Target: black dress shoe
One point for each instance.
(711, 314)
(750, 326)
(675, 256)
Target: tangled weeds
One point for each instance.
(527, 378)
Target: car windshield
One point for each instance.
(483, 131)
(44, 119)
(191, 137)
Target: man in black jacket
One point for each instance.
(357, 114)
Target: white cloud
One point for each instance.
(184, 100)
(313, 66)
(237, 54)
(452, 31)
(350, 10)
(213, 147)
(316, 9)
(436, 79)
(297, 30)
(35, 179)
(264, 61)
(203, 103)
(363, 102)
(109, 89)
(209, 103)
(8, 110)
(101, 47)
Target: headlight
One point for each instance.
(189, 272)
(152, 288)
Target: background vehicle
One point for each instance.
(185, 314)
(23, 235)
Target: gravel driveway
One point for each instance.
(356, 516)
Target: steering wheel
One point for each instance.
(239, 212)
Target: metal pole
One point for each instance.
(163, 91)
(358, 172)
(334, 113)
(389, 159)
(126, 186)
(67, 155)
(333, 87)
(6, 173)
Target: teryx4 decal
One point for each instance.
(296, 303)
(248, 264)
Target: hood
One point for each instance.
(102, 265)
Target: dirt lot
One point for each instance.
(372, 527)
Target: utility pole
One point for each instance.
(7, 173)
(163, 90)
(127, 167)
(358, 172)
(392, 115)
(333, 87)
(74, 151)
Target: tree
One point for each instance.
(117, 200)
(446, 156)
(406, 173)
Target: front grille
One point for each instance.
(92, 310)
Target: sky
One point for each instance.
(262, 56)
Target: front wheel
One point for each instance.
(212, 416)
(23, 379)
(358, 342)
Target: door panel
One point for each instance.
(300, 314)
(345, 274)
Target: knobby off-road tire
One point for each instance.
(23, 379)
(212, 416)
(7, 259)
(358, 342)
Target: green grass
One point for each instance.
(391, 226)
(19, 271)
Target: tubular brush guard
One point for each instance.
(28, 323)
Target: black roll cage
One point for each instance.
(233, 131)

# WHAT IS EXPECTED
Reproduce the lines of every item above with "instance" replaced by "occurrence" wherever it appears, leaving everything else unchanged.

# CORRECT OUTPUT
Target: black dress shoe
One point for each occurrence.
(711, 314)
(750, 326)
(675, 256)
Target: tangled weeds
One point for each occurrence.
(527, 378)
Target: car windshield
One point for each occurrence.
(483, 131)
(44, 119)
(191, 137)
Target: man in black jacket
One point for each occurrence.
(357, 114)
Target: white cloud
One point for each occurrence.
(184, 100)
(313, 66)
(237, 54)
(452, 31)
(350, 10)
(213, 147)
(316, 9)
(436, 79)
(297, 30)
(35, 179)
(264, 61)
(203, 103)
(363, 102)
(109, 89)
(209, 103)
(8, 110)
(101, 47)
Target: headlight
One point for each occurrence.
(189, 272)
(152, 288)
Target: background vehicle
One point for each occurrence.
(185, 314)
(23, 235)
Target: gravel driveway
One point for each occurrence.
(356, 516)
Target: steering wheel
One point for each occurrence.
(239, 212)
Target: metal pole
One point for each occurrence.
(163, 91)
(358, 172)
(334, 113)
(389, 159)
(126, 186)
(67, 155)
(333, 87)
(6, 173)
Target: teryx4 decal
One point for each occurrence.
(296, 303)
(248, 264)
Target: hood
One point for each occurrence.
(102, 265)
Target: dirt lot
One point for each occurrence.
(372, 527)
Target: utility pole
One point for each occurrence.
(7, 173)
(163, 90)
(127, 167)
(358, 172)
(392, 115)
(333, 87)
(74, 151)
Target: tree
One point for each occurrence.
(117, 200)
(446, 156)
(406, 173)
Target: front grille
One point for each occurrence.
(92, 310)
Target: sky
One point for each occurrence.
(262, 56)
Target: front wheel
One point for each occurrence.
(212, 416)
(23, 379)
(358, 342)
Target: door panel
One point for each occurrence.
(300, 314)
(345, 274)
Target: knobby off-road tire
One point for each occurrence.
(23, 379)
(212, 416)
(7, 259)
(358, 342)
Target: green grass
One point for each occurrence.
(391, 226)
(19, 271)
Target: tubular brush guard
One point for each occurrence.
(28, 323)
Target: black roll cage
One point for each occurrence.
(233, 131)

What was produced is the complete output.